[Point labeling examples]
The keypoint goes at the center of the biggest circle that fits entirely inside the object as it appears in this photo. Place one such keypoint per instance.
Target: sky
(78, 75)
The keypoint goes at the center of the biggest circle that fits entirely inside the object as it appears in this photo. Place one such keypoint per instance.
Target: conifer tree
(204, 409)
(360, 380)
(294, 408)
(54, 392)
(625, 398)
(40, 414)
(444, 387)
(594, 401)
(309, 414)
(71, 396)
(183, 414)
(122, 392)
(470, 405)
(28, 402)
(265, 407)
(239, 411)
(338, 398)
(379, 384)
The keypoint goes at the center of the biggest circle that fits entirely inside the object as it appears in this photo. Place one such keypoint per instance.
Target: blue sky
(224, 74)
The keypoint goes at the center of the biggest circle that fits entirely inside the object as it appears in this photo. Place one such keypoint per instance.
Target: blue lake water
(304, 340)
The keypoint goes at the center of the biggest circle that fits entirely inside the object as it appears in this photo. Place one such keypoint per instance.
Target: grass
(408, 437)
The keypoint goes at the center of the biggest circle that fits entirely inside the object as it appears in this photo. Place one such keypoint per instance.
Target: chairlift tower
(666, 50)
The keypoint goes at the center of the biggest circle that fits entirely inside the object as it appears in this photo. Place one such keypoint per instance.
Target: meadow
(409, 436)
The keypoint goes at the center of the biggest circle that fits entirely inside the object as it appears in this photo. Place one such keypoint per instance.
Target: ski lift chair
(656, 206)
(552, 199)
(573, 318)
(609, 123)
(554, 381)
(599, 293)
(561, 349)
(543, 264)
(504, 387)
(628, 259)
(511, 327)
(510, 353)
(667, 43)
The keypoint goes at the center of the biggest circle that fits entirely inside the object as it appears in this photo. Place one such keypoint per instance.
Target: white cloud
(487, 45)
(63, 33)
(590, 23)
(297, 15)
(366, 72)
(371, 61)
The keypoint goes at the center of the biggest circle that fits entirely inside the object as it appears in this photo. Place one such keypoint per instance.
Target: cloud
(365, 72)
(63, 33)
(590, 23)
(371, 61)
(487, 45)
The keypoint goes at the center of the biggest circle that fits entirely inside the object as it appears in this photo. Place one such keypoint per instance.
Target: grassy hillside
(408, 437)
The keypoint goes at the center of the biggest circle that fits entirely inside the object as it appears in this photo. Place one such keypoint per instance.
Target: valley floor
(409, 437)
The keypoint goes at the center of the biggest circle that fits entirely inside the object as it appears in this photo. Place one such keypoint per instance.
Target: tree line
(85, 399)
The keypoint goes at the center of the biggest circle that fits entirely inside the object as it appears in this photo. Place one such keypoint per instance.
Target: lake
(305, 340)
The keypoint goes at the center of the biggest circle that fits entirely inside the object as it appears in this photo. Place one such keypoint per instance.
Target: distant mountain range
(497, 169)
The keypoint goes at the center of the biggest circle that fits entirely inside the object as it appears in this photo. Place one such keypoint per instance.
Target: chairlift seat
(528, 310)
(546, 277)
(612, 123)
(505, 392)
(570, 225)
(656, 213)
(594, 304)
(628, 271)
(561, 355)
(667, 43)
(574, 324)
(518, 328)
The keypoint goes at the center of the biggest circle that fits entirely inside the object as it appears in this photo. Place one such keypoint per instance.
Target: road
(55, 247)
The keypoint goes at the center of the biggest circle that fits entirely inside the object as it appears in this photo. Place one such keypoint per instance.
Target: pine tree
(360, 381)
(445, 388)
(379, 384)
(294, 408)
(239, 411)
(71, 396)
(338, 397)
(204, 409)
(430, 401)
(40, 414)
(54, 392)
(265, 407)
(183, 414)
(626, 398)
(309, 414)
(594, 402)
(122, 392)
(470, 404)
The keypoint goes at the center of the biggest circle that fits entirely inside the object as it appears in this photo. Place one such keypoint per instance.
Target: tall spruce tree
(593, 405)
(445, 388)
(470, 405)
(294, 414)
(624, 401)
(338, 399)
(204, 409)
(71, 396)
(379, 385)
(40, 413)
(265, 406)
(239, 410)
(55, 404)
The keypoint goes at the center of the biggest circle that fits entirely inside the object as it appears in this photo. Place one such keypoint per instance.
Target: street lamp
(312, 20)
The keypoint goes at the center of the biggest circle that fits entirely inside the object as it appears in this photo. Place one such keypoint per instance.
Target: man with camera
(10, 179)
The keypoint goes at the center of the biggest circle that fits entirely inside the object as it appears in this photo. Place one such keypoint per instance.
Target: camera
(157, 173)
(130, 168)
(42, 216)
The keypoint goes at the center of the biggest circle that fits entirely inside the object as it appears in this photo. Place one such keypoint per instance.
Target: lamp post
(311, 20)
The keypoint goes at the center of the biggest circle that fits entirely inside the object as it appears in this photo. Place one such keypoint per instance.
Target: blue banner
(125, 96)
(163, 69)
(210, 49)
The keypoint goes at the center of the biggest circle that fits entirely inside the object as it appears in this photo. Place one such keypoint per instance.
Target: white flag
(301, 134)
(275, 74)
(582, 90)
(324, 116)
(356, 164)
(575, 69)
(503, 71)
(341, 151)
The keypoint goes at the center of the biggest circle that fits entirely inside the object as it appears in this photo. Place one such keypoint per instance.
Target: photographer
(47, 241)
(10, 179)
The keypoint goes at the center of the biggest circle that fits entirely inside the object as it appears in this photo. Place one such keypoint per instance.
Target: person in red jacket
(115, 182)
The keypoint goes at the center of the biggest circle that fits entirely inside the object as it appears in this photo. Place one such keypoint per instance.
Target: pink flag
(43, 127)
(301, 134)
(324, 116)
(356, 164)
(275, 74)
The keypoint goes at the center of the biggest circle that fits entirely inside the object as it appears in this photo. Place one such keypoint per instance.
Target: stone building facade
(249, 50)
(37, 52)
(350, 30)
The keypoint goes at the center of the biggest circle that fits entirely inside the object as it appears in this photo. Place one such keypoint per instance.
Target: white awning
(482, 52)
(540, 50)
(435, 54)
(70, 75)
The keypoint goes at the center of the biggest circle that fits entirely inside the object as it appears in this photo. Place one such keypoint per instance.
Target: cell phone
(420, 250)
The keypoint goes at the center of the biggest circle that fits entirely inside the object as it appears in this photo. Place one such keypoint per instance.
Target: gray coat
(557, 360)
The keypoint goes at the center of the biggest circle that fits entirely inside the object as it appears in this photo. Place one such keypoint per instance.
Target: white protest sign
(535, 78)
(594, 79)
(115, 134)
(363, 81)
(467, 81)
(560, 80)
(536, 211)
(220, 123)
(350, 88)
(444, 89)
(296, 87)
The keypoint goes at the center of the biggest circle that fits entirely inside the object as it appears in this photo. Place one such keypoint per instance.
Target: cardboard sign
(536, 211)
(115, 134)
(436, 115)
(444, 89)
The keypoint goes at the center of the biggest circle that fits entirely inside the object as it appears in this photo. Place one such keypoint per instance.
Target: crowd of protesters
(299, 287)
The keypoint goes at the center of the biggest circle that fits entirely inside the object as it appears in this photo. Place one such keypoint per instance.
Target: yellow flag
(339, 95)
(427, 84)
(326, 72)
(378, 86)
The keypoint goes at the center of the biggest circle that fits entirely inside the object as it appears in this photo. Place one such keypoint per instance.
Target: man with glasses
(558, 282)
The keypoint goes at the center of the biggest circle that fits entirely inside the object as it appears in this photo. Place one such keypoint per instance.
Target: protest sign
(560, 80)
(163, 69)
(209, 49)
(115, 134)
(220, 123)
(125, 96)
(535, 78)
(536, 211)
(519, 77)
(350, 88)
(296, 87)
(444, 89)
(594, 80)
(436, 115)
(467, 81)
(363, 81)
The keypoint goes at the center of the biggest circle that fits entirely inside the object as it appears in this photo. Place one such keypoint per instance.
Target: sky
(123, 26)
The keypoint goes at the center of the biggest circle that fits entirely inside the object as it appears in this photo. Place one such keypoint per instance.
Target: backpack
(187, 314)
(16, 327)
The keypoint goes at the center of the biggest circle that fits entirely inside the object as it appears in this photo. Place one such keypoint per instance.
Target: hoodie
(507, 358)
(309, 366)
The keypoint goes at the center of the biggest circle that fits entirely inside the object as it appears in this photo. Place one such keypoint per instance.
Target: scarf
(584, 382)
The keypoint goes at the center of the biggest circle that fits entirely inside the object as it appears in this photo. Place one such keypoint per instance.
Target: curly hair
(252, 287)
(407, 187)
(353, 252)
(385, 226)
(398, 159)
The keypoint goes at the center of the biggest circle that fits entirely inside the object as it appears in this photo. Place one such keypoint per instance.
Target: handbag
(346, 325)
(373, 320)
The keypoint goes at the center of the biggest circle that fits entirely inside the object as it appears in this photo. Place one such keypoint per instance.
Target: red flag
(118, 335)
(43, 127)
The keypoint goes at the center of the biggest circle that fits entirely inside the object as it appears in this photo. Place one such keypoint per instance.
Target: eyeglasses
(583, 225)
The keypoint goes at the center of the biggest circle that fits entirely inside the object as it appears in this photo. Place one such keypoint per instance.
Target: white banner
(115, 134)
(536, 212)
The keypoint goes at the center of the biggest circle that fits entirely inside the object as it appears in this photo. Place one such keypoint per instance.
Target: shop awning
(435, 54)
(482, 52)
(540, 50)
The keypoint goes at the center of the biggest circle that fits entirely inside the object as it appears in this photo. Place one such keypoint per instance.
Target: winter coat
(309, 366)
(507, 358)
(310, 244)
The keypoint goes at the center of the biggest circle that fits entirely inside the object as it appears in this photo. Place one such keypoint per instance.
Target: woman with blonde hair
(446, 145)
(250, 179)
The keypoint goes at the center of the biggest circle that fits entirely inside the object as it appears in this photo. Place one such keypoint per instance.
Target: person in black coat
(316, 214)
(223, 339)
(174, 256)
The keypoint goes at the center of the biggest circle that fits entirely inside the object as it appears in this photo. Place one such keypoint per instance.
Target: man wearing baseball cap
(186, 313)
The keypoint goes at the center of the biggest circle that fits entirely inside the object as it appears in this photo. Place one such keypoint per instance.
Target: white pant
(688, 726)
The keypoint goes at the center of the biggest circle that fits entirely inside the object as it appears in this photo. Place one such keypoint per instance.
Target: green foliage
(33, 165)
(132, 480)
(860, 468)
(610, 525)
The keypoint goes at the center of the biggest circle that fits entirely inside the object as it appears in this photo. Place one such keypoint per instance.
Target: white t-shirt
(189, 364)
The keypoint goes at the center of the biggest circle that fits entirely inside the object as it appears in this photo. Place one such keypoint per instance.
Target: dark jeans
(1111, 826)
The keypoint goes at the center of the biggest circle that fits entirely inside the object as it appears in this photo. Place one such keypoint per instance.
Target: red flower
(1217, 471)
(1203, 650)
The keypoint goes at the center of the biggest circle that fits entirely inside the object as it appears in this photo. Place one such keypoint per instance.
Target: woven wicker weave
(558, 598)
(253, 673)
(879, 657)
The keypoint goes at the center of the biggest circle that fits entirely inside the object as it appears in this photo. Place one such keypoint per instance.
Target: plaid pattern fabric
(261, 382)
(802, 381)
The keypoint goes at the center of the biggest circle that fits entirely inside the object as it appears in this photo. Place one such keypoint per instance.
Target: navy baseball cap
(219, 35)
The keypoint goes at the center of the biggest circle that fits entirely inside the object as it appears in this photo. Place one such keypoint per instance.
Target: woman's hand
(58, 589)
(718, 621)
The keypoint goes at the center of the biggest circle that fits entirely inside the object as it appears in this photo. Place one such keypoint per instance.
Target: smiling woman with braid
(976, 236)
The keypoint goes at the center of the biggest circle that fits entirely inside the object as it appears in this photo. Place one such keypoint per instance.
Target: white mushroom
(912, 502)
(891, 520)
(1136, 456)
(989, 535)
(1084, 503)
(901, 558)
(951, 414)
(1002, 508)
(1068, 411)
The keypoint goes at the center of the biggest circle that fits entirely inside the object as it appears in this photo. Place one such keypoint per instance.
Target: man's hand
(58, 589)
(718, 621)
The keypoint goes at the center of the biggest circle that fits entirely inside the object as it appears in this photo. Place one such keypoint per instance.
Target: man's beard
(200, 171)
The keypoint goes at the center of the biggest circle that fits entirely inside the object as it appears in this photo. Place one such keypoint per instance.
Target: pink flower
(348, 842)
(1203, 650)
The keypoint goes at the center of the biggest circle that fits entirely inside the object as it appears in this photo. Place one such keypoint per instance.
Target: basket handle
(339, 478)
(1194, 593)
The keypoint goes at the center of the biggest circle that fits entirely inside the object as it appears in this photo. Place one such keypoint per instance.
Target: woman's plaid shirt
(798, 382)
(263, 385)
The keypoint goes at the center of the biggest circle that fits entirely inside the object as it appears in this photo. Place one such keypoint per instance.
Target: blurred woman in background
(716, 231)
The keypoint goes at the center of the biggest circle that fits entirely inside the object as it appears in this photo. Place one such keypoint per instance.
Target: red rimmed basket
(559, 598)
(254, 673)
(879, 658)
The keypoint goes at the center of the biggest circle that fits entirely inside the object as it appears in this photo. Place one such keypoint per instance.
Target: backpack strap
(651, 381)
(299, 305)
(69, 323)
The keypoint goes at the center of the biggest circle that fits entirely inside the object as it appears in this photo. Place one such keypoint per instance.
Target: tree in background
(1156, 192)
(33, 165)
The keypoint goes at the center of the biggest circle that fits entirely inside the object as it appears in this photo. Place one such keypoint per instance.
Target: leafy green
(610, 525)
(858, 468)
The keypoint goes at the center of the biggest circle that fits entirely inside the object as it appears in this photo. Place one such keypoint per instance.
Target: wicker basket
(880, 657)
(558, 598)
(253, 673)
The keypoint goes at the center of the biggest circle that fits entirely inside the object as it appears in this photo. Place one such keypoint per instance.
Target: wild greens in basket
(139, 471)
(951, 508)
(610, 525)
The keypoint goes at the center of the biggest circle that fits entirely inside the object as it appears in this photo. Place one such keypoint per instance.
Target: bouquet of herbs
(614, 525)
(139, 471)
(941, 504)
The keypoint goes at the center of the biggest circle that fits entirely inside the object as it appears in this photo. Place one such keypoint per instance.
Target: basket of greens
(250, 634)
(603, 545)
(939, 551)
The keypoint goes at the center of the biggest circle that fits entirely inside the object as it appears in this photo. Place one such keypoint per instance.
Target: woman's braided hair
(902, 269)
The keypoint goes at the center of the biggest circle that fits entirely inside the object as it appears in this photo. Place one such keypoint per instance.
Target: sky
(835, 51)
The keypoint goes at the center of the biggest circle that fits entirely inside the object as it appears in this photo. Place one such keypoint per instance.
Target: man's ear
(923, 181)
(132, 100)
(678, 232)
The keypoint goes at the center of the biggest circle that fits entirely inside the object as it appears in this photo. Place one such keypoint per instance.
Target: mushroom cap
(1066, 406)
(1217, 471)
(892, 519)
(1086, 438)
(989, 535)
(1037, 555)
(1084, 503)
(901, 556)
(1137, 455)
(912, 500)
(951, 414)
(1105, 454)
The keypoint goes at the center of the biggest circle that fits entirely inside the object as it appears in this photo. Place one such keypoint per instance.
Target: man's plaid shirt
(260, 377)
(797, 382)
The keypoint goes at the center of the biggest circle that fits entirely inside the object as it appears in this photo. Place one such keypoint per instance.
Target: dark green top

▶ **Exercise**:
Show every line in the items above that contains the string "awning", treating uppercase and lowercase as different.

▶ **Result for this task**:
Target: white awning
Target: shop awning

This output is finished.